— start of Record excerpts —

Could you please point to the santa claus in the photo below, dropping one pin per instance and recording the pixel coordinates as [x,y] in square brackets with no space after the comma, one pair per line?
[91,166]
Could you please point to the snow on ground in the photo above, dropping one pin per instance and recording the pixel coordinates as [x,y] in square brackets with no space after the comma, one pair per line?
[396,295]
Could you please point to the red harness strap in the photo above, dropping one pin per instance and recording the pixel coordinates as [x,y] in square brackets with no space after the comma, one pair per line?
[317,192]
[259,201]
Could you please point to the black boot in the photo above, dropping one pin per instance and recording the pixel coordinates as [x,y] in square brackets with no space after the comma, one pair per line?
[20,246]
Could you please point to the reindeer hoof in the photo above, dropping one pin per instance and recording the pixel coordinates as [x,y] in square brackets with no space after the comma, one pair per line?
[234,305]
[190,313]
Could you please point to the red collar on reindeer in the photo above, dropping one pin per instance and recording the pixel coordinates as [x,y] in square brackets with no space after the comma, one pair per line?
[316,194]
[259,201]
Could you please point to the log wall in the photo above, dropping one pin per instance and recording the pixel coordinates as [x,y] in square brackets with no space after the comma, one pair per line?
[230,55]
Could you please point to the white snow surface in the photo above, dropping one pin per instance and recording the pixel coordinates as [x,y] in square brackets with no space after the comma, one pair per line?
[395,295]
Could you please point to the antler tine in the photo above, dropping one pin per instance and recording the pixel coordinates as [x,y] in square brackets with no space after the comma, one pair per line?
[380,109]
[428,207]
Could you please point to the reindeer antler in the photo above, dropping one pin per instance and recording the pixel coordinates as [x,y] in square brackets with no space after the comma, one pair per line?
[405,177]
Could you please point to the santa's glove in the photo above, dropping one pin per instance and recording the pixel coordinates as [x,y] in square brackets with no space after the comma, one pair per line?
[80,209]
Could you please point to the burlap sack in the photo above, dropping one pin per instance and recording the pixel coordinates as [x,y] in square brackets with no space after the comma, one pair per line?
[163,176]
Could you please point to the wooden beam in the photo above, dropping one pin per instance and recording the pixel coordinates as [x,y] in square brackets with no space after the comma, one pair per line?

— end of Record excerpts —

What is being asked -
Your task is to repeat the data exactly, with nothing left out.

Solution to the problem -
Could you please point to the santa claus in the photo below, dropping one pin per instance and recording the pixel coordinates as [x,y] in square brackets with no space after the comma, one pair per line?
[91,166]
Could you please point to the snow on ground in the photo above, dropping one pin per instance and recording the pixel coordinates as [x,y] in square brackets with no space after the comma, one pair per line?
[396,295]
Could you please point to the red harness strap in the photo above, dropping one pin per instance and recording the pixel coordinates as [x,y] in square brackets with no space after the comma, one pair per line?
[317,192]
[259,201]
Could you please point to the black boot in the photo above, dropping one pin per instance and recording the pixel coordinates as [x,y] in square brackets with no space after the comma, one pair per line?
[20,246]
Could you please point to the reindeer hoof in the photo above, dropping one pin per instance and recording the pixel coordinates as [x,y] in square brackets with no space after the comma, one pair per line?
[234,305]
[190,313]
Could you please point to the red collar on reindeer in the photo above, dropping one pin per instance and recording the pixel coordinates as [x,y] in square brackets with no space after the comma, one pair per line?
[316,194]
[259,201]
Could you please point to the log wall in the photo above, dropping one pin per instance and recording the pixel coordinates as [x,y] in square brackets with no space after the comma, one pair per line?
[230,55]
Could you please point to the white snow surface in the photo above, dropping one pin per instance and recording the pixel coordinates as [x,y] in square brackets with no space after the comma, one pair per line?
[395,295]
Could you please point to the antler tine in the photo above, dropping one pin per instance and recording the pixel coordinates as [x,y] in square brackets with no space after the comma, one pair per line?
[380,109]
[428,207]
Could you please point to the reindeer antler in the photo above, dropping one pin per instance and recording the pixel coordinates as [x,y] in square brackets with no space after the comma, one pair per line?
[405,177]
Could you please point to the santa's glove in the photo above, dropping one pin per instance and recording the pixel coordinates as [x,y] in square brackets with no space after the comma, one pair per line?
[80,209]
Could you please point to the burlap sack in the photo above, dropping one pin per instance and recording the pixel coordinates as [x,y] in square brackets with no space after the comma, one pair per line?
[163,176]
Could you please point to the wooden beam in the photo above, dropping one pin per instance and recording the pixel coordinates as [x,y] in square brackets with no space after the comma, one pair per line?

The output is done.